Your task => Copy the material from the line containing "sofa armrest ->" through the end, inclusive, replacing "broad green leaf" with "wide green leaf" and changing nothing else.

The input =>
>> Begin

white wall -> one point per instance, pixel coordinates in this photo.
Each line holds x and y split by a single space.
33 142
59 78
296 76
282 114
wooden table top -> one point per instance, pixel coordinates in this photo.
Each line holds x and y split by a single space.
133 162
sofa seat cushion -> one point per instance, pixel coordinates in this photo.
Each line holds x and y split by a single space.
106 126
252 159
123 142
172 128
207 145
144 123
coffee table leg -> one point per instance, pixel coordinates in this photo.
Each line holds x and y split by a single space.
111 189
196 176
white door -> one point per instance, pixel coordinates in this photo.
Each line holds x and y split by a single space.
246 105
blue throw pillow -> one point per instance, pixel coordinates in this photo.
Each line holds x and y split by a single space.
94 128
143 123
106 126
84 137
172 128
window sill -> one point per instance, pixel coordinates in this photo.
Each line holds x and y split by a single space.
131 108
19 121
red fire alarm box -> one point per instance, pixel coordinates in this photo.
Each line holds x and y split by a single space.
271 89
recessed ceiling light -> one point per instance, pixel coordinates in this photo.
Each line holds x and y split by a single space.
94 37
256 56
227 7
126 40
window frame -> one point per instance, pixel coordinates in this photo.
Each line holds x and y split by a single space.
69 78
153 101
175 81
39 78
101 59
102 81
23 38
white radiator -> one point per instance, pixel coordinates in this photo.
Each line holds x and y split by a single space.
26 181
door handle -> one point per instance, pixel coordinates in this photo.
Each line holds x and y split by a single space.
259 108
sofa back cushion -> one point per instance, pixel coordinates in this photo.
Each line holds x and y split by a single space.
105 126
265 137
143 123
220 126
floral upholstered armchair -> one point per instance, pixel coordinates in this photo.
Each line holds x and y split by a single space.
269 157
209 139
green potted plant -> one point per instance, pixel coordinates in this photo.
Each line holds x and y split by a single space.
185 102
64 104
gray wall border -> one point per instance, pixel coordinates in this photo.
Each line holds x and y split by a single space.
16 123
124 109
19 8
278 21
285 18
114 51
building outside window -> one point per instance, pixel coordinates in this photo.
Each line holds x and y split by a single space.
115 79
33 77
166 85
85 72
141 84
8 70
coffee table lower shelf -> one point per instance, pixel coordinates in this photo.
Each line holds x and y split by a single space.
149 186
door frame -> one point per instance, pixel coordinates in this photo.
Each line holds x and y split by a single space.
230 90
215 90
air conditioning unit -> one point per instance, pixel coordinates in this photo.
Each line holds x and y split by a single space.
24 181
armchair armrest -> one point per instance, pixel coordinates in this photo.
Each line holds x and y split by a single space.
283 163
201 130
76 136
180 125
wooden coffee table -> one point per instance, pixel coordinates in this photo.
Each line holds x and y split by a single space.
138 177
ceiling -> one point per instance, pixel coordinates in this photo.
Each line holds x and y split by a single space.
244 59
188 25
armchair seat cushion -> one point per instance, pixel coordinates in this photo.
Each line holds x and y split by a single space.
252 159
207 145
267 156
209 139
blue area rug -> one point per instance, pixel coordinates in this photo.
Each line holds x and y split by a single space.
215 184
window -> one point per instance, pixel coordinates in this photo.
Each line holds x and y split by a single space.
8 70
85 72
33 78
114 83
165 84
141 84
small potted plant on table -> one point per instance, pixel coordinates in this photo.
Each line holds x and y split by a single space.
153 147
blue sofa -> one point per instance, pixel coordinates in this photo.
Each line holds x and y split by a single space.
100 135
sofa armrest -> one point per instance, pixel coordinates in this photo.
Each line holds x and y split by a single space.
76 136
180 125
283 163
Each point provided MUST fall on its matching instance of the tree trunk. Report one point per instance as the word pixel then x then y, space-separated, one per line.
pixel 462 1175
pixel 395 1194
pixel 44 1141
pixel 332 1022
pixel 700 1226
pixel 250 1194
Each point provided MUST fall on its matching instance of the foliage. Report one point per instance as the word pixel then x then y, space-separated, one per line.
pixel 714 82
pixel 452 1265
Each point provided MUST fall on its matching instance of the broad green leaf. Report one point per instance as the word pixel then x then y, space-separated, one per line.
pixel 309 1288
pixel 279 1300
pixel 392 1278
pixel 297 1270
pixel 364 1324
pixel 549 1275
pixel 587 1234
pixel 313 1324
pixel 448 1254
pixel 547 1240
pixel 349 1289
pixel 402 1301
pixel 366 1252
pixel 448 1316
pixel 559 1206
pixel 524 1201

>> End

Solution =>
sofa armrest -> one point per instance, pixel coordinates in this photo.
Each line holds x and y split by a single space.
76 136
180 125
283 163
Each point provided MUST fall on its matching instance of the tree trunk. Report one point per instance as the word pixel then x then y, space-separated, one per line.
pixel 462 1175
pixel 395 1194
pixel 44 1141
pixel 332 1022
pixel 700 1226
pixel 250 1194
Each point provided MUST fall on its matching instance of the foliage. Report one point per instance as the word pixel then x then y, space-separated, one per line.
pixel 714 82
pixel 452 1265
Each point provided MUST fall on its matching instance of the wide green leaf. Report one point per instance as the word pixel then x then y, space-separated, one per line.
pixel 309 1288
pixel 279 1300
pixel 392 1278
pixel 297 1270
pixel 364 1324
pixel 549 1275
pixel 587 1234
pixel 313 1324
pixel 448 1254
pixel 547 1240
pixel 349 1289
pixel 402 1301
pixel 366 1252
pixel 448 1316
pixel 559 1206
pixel 524 1201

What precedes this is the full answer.